*Your instructions*
Transcribe the lines from the one containing "the green leaf." to the last line, inclusive, word for word. Include no pictures.

[Excerpts from point annotation data]
------------

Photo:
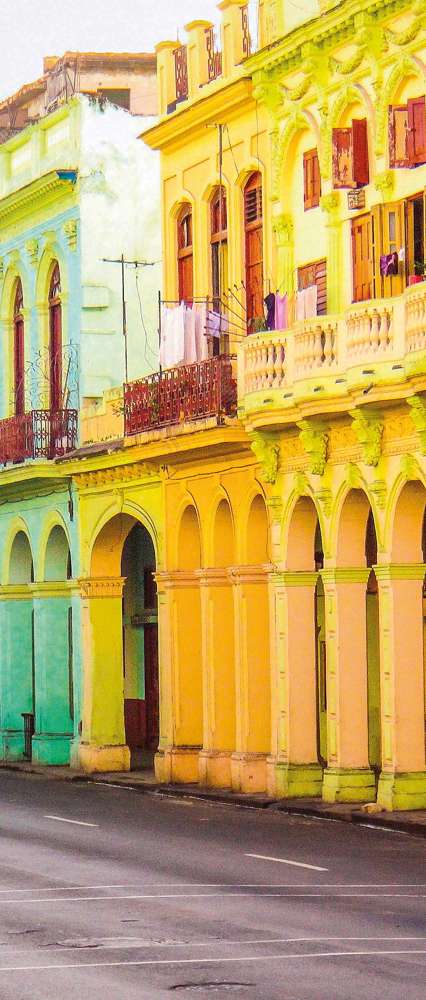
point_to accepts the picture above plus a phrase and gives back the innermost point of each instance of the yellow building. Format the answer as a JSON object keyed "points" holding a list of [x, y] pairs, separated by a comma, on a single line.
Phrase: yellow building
{"points": [[287, 540]]}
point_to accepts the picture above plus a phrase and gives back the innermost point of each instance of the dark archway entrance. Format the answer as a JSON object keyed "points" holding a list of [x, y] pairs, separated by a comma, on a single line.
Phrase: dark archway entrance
{"points": [[140, 647]]}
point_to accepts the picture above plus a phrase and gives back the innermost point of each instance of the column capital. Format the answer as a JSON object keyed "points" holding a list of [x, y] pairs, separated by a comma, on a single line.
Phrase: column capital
{"points": [[345, 574], [400, 571], [102, 586]]}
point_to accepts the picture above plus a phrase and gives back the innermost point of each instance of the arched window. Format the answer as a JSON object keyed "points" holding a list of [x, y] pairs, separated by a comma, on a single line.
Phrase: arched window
{"points": [[185, 254], [55, 340], [18, 351], [253, 225], [219, 246]]}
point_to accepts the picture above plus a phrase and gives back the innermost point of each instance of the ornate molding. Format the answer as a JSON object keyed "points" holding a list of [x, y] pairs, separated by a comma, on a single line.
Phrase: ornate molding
{"points": [[283, 227], [104, 586], [368, 427], [116, 474], [384, 183], [267, 452], [32, 249], [417, 406], [325, 498], [379, 491], [314, 439], [71, 233]]}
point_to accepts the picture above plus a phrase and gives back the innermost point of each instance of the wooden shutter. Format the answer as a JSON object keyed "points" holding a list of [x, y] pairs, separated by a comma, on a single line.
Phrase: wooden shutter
{"points": [[416, 131], [342, 158], [253, 211], [311, 179], [362, 260], [360, 170], [398, 135], [315, 274]]}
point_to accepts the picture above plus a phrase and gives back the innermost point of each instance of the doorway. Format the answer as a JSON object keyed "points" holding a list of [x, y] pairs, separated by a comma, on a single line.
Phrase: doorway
{"points": [[140, 647]]}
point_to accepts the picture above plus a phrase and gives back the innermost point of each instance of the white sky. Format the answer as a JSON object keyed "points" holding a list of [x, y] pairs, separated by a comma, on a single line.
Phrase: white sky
{"points": [[31, 29]]}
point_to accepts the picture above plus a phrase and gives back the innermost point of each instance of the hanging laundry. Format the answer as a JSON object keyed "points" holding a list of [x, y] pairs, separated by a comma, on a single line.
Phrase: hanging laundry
{"points": [[389, 264], [269, 301], [311, 295], [281, 312], [190, 345], [306, 303], [201, 338]]}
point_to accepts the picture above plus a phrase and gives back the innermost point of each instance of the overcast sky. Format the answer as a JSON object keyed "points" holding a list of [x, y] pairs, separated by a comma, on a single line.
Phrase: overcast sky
{"points": [[31, 29]]}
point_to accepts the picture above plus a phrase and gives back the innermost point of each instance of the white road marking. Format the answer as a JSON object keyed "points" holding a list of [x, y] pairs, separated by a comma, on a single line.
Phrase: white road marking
{"points": [[285, 861], [77, 822], [223, 895], [211, 961], [225, 885], [120, 943]]}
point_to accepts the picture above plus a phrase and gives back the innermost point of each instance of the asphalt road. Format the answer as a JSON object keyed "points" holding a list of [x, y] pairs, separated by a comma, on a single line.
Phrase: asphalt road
{"points": [[149, 897]]}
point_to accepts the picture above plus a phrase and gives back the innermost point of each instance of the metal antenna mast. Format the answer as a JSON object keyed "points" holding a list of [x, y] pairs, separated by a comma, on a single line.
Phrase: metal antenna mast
{"points": [[133, 263]]}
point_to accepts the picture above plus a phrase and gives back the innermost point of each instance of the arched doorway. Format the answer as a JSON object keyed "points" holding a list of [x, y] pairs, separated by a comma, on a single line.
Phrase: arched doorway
{"points": [[140, 646], [55, 340], [114, 644], [18, 692], [253, 228], [18, 351], [185, 255]]}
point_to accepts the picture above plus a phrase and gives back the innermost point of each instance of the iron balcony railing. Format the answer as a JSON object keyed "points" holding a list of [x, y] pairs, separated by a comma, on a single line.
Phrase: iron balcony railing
{"points": [[187, 392], [38, 434]]}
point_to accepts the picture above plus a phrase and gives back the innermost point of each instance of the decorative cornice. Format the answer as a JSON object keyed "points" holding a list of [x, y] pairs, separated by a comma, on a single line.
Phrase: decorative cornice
{"points": [[104, 586], [32, 194], [267, 451], [314, 440], [368, 427], [417, 406], [113, 474]]}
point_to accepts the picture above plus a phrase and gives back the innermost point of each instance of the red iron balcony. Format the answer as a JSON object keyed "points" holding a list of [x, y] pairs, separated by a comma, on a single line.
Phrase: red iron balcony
{"points": [[38, 434], [188, 392]]}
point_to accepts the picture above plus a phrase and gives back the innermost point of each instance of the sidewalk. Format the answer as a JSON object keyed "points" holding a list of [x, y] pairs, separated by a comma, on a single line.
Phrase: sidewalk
{"points": [[413, 823]]}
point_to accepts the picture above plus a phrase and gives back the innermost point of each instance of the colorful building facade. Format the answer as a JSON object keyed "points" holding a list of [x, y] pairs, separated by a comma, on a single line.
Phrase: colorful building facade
{"points": [[275, 490], [68, 164]]}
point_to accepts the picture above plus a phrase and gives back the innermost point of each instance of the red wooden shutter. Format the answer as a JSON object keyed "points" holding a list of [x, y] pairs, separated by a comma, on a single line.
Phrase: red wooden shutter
{"points": [[311, 179], [361, 173], [416, 131], [19, 367], [342, 158], [397, 133]]}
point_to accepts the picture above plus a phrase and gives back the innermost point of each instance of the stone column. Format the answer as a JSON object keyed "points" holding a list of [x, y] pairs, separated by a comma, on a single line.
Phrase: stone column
{"points": [[330, 204], [252, 679], [293, 768], [103, 746], [217, 615], [348, 777], [402, 783], [181, 677]]}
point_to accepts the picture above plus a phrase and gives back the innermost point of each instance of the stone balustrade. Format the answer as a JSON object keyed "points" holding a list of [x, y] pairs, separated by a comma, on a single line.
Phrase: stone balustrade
{"points": [[379, 330]]}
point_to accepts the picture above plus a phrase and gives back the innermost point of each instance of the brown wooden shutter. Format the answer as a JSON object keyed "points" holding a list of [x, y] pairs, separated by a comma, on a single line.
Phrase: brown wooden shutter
{"points": [[342, 158], [362, 262], [416, 131], [398, 134], [315, 274], [361, 174], [311, 179]]}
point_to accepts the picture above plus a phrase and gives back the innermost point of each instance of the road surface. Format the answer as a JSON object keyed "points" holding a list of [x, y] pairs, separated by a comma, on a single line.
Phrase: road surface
{"points": [[109, 894]]}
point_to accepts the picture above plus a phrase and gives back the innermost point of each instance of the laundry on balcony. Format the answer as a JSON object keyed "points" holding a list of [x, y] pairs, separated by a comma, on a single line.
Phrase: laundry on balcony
{"points": [[306, 303]]}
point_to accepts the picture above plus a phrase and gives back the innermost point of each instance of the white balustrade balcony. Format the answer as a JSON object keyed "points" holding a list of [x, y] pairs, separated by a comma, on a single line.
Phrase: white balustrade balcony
{"points": [[378, 337]]}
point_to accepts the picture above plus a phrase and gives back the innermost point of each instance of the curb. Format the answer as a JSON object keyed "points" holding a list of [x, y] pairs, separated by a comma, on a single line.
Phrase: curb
{"points": [[355, 815]]}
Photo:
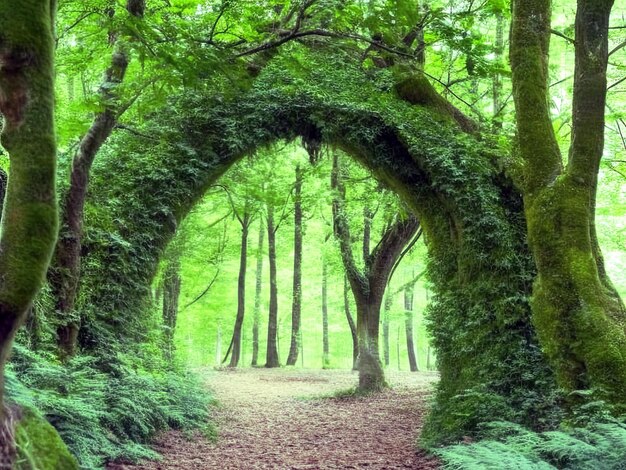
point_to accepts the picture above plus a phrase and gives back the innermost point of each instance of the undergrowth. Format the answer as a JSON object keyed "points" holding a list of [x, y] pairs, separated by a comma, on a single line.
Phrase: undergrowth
{"points": [[107, 416], [598, 445]]}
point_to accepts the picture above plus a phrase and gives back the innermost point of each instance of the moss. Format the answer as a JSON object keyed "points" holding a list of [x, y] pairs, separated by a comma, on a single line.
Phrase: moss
{"points": [[39, 445], [479, 262]]}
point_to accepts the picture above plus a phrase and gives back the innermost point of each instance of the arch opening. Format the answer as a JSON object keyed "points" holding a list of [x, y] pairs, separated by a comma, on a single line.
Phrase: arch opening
{"points": [[478, 261]]}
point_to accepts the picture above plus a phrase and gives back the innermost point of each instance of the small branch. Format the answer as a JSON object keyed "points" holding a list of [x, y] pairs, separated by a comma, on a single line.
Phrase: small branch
{"points": [[561, 35]]}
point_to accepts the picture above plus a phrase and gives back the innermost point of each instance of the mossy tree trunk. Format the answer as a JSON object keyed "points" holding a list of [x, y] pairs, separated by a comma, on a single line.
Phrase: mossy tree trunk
{"points": [[256, 320], [64, 274], [368, 286], [408, 326], [325, 342], [271, 359], [235, 344], [171, 295], [388, 303], [296, 307], [29, 219], [580, 319]]}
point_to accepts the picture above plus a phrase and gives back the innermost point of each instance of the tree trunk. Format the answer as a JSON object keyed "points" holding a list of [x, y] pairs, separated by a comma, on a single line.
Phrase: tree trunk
{"points": [[29, 223], [497, 104], [355, 338], [576, 310], [408, 322], [257, 296], [272, 324], [325, 343], [171, 294], [241, 291], [388, 303], [296, 308], [65, 273], [368, 287]]}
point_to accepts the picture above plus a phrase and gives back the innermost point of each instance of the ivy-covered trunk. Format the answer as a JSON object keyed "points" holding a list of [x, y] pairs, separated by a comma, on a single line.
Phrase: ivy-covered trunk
{"points": [[64, 274], [580, 319], [29, 219], [171, 295]]}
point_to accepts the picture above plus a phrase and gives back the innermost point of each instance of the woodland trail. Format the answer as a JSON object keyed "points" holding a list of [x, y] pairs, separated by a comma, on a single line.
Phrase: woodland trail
{"points": [[276, 419]]}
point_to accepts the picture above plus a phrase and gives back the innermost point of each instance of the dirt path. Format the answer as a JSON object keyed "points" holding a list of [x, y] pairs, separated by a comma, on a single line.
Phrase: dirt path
{"points": [[270, 419]]}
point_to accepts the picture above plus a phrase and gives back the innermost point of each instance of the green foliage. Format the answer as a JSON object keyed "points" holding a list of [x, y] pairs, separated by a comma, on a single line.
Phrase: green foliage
{"points": [[599, 445], [106, 416]]}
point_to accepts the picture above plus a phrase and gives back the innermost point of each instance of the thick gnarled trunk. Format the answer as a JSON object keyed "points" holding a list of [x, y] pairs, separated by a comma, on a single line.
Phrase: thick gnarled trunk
{"points": [[579, 318], [64, 275], [29, 219]]}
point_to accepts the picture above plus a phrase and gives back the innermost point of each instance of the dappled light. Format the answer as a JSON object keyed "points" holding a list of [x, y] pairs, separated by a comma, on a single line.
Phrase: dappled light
{"points": [[312, 234]]}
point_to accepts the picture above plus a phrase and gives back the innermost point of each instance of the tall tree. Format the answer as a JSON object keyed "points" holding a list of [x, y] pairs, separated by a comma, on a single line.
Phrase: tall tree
{"points": [[271, 359], [368, 285], [29, 219], [351, 324], [244, 220], [171, 294], [325, 342], [65, 273], [296, 308], [578, 315], [256, 320], [408, 326]]}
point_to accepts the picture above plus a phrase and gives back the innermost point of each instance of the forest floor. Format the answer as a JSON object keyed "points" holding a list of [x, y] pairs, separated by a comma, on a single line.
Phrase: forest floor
{"points": [[291, 419]]}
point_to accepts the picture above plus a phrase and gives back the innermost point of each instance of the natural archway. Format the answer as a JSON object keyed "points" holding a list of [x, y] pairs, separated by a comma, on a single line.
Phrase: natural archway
{"points": [[491, 366]]}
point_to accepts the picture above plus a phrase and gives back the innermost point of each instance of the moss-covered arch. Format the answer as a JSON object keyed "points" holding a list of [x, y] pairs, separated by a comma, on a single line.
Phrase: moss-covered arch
{"points": [[491, 367]]}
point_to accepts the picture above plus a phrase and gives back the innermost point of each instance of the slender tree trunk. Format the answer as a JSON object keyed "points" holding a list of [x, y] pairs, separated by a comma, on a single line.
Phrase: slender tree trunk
{"points": [[296, 308], [272, 325], [241, 292], [576, 310], [171, 295], [355, 338], [29, 220], [65, 273], [368, 287], [218, 346], [497, 76], [257, 295], [325, 343], [408, 322], [388, 303]]}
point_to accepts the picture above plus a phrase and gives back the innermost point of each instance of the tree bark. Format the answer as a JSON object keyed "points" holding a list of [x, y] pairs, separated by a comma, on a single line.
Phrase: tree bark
{"points": [[272, 324], [257, 295], [408, 322], [171, 295], [29, 221], [577, 313], [368, 287], [325, 343], [388, 303], [64, 276], [241, 291], [351, 324], [296, 308]]}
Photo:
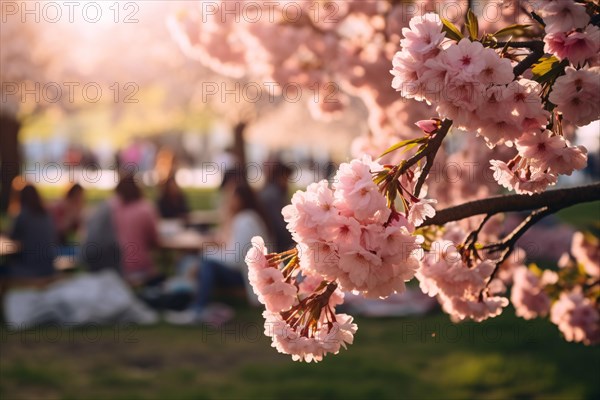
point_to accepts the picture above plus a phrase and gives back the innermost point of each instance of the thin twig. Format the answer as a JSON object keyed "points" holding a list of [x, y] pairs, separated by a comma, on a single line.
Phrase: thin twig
{"points": [[532, 44], [537, 51], [430, 152], [558, 199], [507, 245]]}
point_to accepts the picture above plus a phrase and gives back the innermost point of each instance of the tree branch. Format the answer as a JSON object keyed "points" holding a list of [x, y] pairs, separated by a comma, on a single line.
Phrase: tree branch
{"points": [[558, 199], [507, 244], [532, 44], [537, 50], [430, 152]]}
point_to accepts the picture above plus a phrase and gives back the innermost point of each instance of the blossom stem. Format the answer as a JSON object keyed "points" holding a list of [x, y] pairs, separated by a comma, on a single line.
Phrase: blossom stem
{"points": [[507, 245], [558, 199], [537, 50], [429, 153]]}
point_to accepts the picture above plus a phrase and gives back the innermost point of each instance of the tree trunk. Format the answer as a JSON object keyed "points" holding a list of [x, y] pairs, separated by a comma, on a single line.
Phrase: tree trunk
{"points": [[10, 156], [239, 144]]}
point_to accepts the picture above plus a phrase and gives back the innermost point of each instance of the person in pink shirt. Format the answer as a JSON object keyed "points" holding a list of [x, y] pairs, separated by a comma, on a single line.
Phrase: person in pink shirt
{"points": [[135, 223]]}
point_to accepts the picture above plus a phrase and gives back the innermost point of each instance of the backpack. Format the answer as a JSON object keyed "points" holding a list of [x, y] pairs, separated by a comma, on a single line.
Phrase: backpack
{"points": [[101, 249]]}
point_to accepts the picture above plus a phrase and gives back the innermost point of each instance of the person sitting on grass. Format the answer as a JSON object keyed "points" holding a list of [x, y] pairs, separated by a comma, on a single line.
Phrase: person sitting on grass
{"points": [[222, 265], [34, 230]]}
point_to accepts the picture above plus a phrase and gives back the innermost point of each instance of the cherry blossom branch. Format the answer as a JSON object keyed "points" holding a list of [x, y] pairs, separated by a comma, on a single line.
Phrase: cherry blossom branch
{"points": [[532, 44], [537, 51], [430, 152], [506, 246], [558, 199]]}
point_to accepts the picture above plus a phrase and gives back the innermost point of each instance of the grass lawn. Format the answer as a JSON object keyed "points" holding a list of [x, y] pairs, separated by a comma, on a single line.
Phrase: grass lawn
{"points": [[426, 358]]}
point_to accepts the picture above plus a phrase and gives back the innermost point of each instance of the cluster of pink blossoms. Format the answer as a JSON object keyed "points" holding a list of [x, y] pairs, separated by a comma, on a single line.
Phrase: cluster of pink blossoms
{"points": [[348, 240], [577, 317], [573, 307], [348, 233], [475, 87], [528, 296], [541, 157], [568, 35], [467, 82], [460, 283]]}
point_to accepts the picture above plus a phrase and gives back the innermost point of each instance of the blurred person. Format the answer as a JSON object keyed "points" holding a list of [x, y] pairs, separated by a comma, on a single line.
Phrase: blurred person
{"points": [[223, 265], [274, 196], [34, 230], [67, 213], [135, 223], [172, 202]]}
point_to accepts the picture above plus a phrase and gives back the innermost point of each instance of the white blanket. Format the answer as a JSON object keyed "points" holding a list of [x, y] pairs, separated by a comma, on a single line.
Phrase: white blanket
{"points": [[96, 298]]}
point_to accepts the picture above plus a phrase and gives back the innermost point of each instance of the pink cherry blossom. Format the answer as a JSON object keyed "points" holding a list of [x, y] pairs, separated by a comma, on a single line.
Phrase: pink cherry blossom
{"points": [[420, 211], [424, 36], [577, 95], [272, 290], [577, 47], [542, 148], [496, 70], [569, 159], [355, 192], [428, 125], [527, 294], [458, 286], [564, 15], [586, 251], [465, 58], [577, 317]]}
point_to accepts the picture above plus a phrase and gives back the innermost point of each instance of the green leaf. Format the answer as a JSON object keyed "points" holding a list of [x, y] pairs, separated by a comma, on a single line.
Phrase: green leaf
{"points": [[472, 25], [508, 30], [544, 66], [451, 30], [404, 143]]}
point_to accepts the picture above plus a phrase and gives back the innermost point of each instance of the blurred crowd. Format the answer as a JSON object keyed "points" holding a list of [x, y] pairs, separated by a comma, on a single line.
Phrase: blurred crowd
{"points": [[121, 235]]}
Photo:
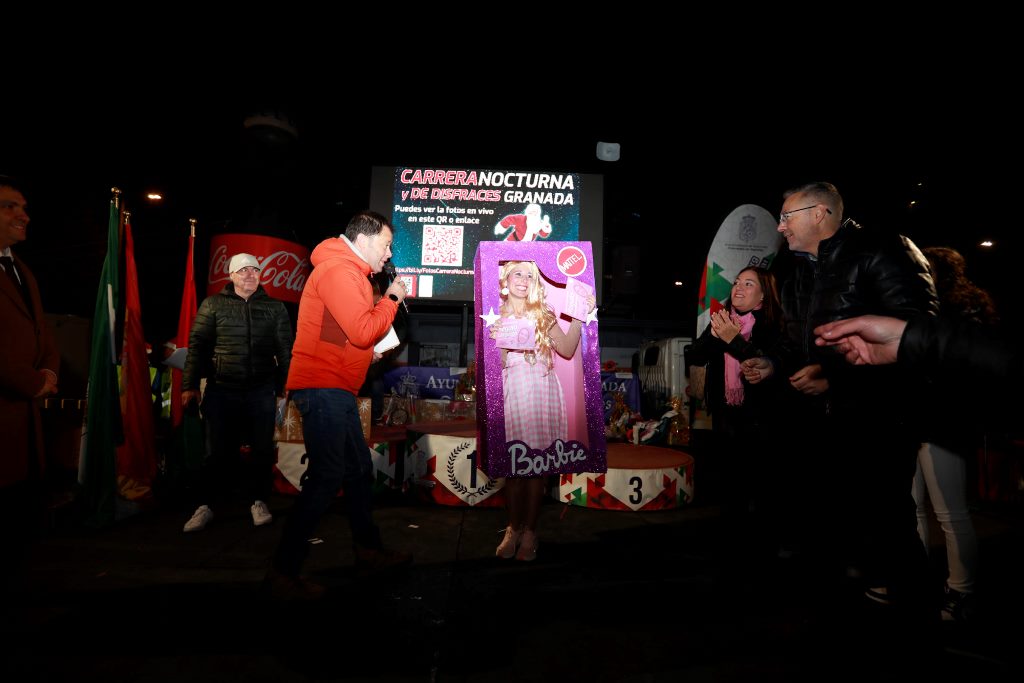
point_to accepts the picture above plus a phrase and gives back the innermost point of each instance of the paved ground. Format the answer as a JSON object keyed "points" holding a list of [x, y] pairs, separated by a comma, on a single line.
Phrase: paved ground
{"points": [[613, 596]]}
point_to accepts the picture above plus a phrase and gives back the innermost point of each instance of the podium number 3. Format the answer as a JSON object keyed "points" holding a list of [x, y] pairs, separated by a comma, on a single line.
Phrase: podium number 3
{"points": [[637, 495]]}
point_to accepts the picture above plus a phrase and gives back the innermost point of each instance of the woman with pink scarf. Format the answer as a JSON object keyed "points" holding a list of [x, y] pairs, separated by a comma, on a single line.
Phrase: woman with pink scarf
{"points": [[738, 462]]}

------------

*Response to the exercise*
point_to accepts the picture above plus a phrase and gives back the innermost point of each instance of the green leaf. Format the answer as a JSON object keyed "points" holding a list of [x, y] pairs, separated by a comma, on a single line.
Phrase: green leaf
{"points": [[472, 25], [508, 30], [544, 66], [451, 30], [404, 143]]}
point_to accepts the picture above plus a phrase and gives back the innermost point of each instance of the blurred crowd. Format the answer as a JSON object keyed "points" holding a list of [x, y] pairs, separated by a comma, on a single line.
Phrase: blurred crowd
{"points": [[121, 235]]}
Photo:
point_to accepts the picture above plus a phrase and gives back the innermost point of each instance of the paved ground. Format the answer as a JSON object keyed "points" holding a list of [x, y] pairs, separated by a comma, on a single line.
Phrase: paved ground
{"points": [[613, 596]]}
point_to accepts the picture above plus a phrase and gives back the innermost point of each instance of the podium number 3. Format the answer as a JSON object keyed "points" holding a list of [x, y] pairs, separated by a comma, on a single line.
Phrase: podium number 3
{"points": [[637, 495]]}
point_to accepts the picture above plus a phrase and gives back the innermost point of each instance of the woman with pink scarf. Format the answer as a JSON object keyed "points" holding a list of [x, y] pairs, separated by a comma, on a single line.
Phrase: woman with pink scarf
{"points": [[738, 462]]}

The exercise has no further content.